[Work required]:
Please reproduce the passage about winter darkness below word for word, in full.

[Extract to read]:
Darkness is coming
early. Tonight kunanyi/Mt Wellington is hunched, her outline as crisp as découpage. The air fizzes with the chill
and stars wink confidently, as though they know there will be frost in the
morning.
And why not? It is
winter here at 43 degrees south. It’s the dark season, the season that shrinks the
lives of many, and for some brings on seasonal
affective disorder or S.A.D. (surely a deliberate acronym!)
[Winter shadows, Mt Field National Park] |
Most of us feel
some of that shrinkage. Not for nothing did our ancestors fear winter. It was
the season that took out the weak, the sick, the old. While those effects are
not completely conquered these days, most of us can be warm and well through most
winters.
So what is it we
feel or fear? I think it’s deeper than any race memory of killing winters. Might
we have an issue with darkness itself; with long shadows; with extended nights?

[Provided information]:
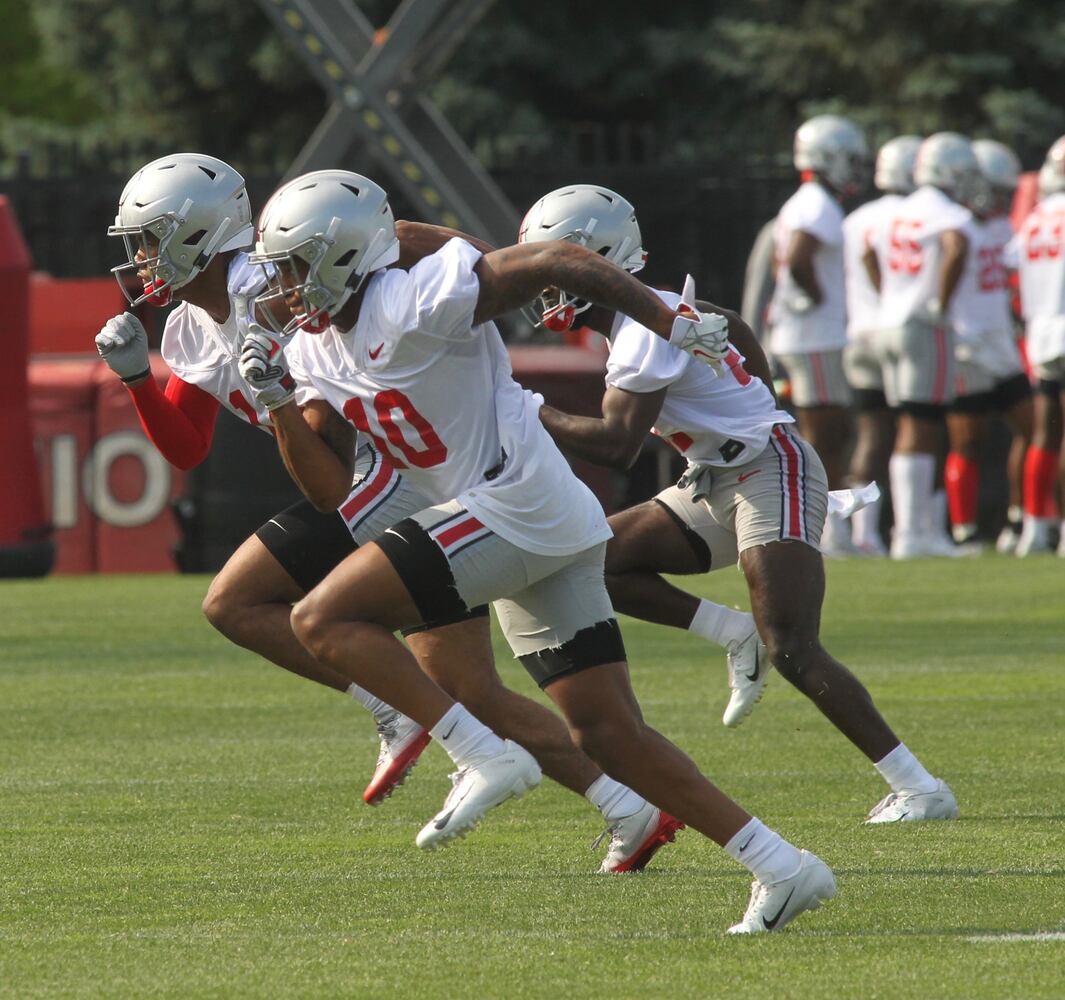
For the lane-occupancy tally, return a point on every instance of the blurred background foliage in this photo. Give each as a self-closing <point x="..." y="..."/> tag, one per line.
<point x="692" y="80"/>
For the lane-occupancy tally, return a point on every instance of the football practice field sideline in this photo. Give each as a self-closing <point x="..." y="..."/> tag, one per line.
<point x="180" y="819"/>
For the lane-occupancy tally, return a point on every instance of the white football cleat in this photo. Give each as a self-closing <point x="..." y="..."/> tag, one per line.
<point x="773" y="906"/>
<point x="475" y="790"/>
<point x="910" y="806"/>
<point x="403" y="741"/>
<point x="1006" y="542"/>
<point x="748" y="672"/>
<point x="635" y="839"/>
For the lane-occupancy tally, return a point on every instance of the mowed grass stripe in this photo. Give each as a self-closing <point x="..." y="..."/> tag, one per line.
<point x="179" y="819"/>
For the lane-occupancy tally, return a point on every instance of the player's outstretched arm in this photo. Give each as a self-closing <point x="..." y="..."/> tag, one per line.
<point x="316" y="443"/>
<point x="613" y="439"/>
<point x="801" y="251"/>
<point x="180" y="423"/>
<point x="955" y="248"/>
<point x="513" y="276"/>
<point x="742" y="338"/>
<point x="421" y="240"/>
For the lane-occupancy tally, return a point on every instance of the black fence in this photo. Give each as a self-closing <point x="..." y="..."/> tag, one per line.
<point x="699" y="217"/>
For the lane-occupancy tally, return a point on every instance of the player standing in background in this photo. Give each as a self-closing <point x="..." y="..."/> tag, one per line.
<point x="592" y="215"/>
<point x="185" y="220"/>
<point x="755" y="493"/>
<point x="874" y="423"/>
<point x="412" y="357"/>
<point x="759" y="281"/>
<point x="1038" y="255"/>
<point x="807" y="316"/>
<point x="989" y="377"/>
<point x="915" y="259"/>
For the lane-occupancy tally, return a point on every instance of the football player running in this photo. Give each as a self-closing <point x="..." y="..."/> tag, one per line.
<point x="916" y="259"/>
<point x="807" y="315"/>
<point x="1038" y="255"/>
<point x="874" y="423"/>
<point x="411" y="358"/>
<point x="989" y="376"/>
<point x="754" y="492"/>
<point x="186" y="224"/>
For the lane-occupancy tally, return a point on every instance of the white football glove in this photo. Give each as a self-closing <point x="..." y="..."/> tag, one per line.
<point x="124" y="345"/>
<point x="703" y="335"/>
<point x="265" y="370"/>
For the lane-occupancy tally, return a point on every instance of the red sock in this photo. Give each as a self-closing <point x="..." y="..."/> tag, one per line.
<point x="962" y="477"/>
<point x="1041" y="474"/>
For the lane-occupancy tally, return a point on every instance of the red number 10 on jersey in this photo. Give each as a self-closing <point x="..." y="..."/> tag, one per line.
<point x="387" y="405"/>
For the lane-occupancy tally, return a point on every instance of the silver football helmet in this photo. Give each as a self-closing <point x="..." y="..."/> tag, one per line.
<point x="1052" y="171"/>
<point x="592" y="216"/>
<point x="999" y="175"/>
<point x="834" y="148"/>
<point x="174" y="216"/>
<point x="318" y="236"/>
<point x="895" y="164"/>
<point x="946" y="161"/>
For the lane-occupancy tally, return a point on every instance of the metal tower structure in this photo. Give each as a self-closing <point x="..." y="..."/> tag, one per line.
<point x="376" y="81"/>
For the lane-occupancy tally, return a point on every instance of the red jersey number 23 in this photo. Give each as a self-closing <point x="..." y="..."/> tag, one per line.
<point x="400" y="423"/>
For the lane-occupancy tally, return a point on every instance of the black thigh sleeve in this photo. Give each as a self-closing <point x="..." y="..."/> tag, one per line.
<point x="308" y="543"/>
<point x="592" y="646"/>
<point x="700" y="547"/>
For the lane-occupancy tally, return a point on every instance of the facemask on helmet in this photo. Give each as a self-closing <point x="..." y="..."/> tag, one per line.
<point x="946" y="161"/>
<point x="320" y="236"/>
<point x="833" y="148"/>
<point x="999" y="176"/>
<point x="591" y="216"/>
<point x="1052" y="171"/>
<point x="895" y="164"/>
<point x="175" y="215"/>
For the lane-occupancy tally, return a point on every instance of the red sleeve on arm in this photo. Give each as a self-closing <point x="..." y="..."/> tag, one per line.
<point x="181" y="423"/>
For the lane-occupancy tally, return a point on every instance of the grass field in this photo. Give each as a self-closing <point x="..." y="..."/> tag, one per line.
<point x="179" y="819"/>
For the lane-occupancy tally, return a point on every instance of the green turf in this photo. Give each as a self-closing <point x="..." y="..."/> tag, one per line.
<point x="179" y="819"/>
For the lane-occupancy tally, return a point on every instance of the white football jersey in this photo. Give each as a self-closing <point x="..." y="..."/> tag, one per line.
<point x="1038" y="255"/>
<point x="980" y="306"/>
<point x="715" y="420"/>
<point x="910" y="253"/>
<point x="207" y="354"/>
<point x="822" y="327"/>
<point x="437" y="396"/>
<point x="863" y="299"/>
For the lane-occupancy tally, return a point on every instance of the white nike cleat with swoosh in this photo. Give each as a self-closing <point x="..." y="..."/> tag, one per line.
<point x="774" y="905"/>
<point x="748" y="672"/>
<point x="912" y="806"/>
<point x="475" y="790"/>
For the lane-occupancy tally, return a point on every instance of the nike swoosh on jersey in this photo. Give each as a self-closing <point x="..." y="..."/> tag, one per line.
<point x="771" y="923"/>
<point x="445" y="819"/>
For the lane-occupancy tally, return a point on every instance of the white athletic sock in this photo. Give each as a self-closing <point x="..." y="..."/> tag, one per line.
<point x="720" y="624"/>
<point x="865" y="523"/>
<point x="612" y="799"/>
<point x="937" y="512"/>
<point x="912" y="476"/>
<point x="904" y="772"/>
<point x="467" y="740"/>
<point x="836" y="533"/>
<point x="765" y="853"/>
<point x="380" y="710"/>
==
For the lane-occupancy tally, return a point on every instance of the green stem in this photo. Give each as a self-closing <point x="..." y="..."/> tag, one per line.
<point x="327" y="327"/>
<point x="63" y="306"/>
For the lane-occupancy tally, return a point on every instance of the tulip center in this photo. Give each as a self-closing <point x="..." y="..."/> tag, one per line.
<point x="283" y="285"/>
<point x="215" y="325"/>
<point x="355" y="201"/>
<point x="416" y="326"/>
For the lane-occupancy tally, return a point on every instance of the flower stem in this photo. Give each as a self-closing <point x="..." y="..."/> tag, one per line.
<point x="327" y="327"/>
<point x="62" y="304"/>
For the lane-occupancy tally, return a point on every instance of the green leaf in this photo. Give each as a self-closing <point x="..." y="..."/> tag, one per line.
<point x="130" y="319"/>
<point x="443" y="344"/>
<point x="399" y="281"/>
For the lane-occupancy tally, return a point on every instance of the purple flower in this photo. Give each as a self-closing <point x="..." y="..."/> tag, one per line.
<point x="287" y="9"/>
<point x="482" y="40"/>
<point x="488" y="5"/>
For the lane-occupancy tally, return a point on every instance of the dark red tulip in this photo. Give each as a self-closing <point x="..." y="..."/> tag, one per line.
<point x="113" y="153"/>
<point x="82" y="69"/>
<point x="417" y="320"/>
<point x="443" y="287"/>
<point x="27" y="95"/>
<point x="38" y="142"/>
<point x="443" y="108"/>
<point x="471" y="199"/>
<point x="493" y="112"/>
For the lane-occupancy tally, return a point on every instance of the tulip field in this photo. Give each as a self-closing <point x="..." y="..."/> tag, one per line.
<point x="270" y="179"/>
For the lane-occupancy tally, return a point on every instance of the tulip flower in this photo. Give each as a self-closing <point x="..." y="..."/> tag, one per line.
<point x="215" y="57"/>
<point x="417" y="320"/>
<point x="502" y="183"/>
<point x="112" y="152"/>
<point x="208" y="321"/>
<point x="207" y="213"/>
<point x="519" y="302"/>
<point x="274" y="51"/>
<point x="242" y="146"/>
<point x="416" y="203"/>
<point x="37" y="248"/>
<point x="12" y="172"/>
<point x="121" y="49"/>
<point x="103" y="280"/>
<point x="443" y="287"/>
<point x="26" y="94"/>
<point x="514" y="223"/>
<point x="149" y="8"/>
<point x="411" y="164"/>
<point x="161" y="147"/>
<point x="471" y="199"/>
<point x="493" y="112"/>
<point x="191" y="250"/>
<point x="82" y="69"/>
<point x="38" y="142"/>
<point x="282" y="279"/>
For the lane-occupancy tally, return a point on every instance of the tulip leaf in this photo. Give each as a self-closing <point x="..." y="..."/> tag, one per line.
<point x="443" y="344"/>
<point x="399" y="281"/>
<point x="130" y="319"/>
--
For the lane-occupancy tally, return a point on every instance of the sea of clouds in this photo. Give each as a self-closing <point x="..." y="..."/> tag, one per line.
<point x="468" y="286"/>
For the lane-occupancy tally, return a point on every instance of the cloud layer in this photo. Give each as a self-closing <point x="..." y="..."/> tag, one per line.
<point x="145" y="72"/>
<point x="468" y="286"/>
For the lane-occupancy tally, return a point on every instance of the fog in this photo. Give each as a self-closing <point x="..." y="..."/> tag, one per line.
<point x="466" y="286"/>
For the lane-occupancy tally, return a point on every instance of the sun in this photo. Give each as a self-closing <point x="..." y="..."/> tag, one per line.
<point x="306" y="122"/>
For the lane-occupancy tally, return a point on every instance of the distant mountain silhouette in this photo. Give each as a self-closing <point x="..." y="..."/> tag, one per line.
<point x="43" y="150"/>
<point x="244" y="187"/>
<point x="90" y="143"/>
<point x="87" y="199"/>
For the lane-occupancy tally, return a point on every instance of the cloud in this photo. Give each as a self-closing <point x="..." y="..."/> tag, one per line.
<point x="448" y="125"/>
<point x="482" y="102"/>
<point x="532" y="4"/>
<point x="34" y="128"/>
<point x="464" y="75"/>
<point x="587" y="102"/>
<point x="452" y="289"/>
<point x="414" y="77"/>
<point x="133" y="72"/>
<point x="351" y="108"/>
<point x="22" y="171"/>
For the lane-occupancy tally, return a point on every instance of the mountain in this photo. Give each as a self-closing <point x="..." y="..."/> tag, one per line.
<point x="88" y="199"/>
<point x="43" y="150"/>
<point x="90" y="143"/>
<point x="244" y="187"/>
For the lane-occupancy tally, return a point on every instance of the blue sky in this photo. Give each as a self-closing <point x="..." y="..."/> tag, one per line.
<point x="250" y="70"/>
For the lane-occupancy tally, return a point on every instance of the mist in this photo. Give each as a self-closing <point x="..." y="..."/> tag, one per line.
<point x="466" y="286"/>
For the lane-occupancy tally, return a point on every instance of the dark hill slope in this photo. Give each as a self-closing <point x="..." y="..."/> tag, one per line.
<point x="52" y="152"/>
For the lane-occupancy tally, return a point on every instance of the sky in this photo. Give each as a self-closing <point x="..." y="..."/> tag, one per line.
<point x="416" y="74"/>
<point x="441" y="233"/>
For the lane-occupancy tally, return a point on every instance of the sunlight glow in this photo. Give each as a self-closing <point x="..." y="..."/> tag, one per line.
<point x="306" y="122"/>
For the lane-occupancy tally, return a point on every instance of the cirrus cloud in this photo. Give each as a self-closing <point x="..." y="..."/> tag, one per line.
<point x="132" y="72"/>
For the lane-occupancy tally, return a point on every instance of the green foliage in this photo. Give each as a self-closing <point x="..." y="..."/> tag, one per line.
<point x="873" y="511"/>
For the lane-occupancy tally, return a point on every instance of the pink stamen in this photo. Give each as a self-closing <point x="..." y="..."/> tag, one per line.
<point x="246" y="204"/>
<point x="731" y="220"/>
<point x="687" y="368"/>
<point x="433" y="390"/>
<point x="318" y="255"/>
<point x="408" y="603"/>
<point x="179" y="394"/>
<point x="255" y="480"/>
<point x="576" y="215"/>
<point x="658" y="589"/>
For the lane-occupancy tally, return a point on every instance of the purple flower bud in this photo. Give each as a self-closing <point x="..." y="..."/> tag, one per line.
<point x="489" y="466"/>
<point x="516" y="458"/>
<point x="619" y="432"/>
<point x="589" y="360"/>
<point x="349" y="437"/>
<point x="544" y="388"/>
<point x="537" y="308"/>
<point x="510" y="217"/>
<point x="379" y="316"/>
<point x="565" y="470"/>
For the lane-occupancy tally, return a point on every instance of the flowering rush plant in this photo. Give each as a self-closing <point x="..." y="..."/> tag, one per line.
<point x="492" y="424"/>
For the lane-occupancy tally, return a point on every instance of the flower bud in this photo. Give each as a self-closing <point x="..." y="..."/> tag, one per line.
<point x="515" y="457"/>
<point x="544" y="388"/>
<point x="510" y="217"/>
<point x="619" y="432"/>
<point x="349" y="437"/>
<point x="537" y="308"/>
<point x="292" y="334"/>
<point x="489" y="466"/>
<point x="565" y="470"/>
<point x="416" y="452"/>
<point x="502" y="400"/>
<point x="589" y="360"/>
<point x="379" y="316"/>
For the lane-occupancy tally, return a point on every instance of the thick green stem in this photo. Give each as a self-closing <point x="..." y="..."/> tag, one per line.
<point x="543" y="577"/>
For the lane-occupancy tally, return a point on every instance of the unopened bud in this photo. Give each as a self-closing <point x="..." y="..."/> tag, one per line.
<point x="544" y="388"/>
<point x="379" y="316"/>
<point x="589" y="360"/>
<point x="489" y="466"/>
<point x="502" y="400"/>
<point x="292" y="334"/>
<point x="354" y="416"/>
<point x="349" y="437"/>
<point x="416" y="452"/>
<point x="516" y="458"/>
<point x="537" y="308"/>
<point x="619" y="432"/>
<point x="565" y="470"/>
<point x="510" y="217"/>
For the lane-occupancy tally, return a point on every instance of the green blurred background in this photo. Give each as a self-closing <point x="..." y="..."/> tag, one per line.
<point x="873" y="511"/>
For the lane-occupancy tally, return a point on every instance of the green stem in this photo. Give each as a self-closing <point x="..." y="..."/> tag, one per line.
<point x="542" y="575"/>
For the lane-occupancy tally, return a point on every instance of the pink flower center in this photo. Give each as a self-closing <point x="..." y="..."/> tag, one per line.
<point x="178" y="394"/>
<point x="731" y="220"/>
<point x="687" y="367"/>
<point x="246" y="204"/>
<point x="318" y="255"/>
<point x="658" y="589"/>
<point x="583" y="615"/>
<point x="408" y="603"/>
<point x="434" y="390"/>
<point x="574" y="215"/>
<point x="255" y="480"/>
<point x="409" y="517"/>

[Solution to this task]:
Darkness is coming
early. Tonight kunanyi/Mt Wellington is hunched, her outline as crisp as découpage. The air fizzes with the chill
and stars wink confidently, as though they know there will be frost in the
morning.
And why not? It is
winter here at 43 degrees south. It’s the dark season, the season that shrinks the
lives of many, and for some brings on seasonal
affective disorder or S.A.D. (surely a deliberate acronym!)
[Winter shadows, Mt Field National Park] |
Most of us feel
some of that shrinkage. Not for nothing did our ancestors fear winter. It was
the season that took out the weak, the sick, the old. While those effects are
not completely conquered these days, most of us can be warm and well through most
winters.
So what is it we
feel or fear? I think it’s deeper than any race memory of killing winters. Might
we have an issue with darkness itself; with long shadows; with extended nights?